**YOUR TASK:**
Continue the passage about authentication for head-mounted displays, starting right after its last sentence.

**DOCUMENT PASSAGE:**
## START

Subsequently, the conference server 13a transmits the authentication result determined in steps S310 and S311 to the HMD 1a in step S312a and to the HMD 1b in step S312b. In a case where the authentication result received in step S312a is authentication success, the HMD 1a performs processing to continue the participation in the conference. Also, in a case where the authentication result is authentication failure, the HMD 1a performs processing to cancel the participation in the conference (step S313). Meanwhile, the HMD 1b performs processing to notify the user 5b of the authentication result received in step S312b through its display 45, speaker 51, or the like (step S314).

Main Effects in Second Embodiment

As described above, similarly to the first embodiment, use of the method according to the second embodiment typically enables an improvement in the security of the HMD. In particular, it is possible to prevent a malicious user from participating in the teleconference. Namely, since a malicious user is required to pass the biometric authentication based on the tomographic data TD, it is difficult to impersonate a legitimate user even when deepfake technology is used. From these results, it is possible to prevent the leakage of various types of confidential information acquirable through the HMD during the conference.

Third Embodiment Application Example to Shopping System

FIG. 11 is a schematic diagram illustrating an exemplary configuration and an exemplary operation of main parts in a case of application to a shopping system, in an authentication system according to the third embodiment of the present invention. A shopping system (authentication system) 10b illustrated in FIG. 11 includes the HMD 1, a payment server (authentication server) 13b, the communication network 12, a shopping server 65, and a self-checkout machine 66. The HMD 1 is mounted on the user (customer) 5.

## END

**DATASET RECORDS:**
## START

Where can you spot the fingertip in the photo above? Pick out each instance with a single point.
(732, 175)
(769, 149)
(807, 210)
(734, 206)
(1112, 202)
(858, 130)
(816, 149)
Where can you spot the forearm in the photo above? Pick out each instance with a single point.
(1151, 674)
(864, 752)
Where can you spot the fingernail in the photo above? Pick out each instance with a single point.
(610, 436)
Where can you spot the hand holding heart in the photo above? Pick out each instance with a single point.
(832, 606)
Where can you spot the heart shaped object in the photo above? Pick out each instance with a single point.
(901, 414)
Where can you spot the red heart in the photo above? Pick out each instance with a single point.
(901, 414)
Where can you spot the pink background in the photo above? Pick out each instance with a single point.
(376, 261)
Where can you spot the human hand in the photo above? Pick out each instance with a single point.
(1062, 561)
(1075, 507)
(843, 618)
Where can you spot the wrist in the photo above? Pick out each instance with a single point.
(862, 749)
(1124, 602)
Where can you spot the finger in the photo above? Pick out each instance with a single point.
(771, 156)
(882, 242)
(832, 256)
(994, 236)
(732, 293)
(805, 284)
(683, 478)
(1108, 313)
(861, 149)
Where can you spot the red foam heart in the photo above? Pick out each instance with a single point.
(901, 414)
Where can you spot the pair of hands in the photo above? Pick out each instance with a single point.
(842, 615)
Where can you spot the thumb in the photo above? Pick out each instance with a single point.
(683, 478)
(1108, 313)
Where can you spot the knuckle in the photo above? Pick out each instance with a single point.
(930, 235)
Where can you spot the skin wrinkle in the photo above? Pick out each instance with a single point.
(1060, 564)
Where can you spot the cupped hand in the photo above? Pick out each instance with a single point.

## END

**EXERCISE RESULT:**
The payment server 13b, the shopping server 65, and the self-checkout machine 66 are mutually connected through the communication network 12. The self-checkout machine 66 includes a wireless communicator that performs wireless communication with the HMD 1. The shopping server 65 is, for example, a server of a shopping company and manages the entirety of the shopping system 10b in addition to managing the self-checkout machine 66. The payment server (authentication server) 13b is, for example, a server of a credit-card company.

In such a configuration, first, the user (customer) 5 selects the items to be purchased and starts credit payment with the self-checkout machine 66. In response to this, the self-checkout machine 66 transmits a payment request to the shopping server 65 (step S401). The payment request includes, for example, the number of a credit card and a passcode. In response to the payment request in step S401, the shopping server 65 transmits a customer authentication request including, for example, the number of the credit card and the passcode to the payment server 13b (step S402).

In response to the customer authentication request in step S402, the payment server 13b identifies the customer and transmits an authentication start command and a separately generated passcode (in this example, “AKASATA”) to the self-checkout machine 66 (step S403). The self-checkout machine 66 displays the passcode in step S403 on its screen. Meanwhile, the user 5 utters the passcode displayed on the screen. In response to this, the HMD 1 performs processing similar to the processing in steps S205 to S207 in FIG. 8 and then transmits passcode audio data and tomographic data TD to the self-checkout machine 66, similarly to step S208. Also, the self-checkout machine 66 transmits the received passcode audio data and tomographic data TD to the payment server 13b (step S404).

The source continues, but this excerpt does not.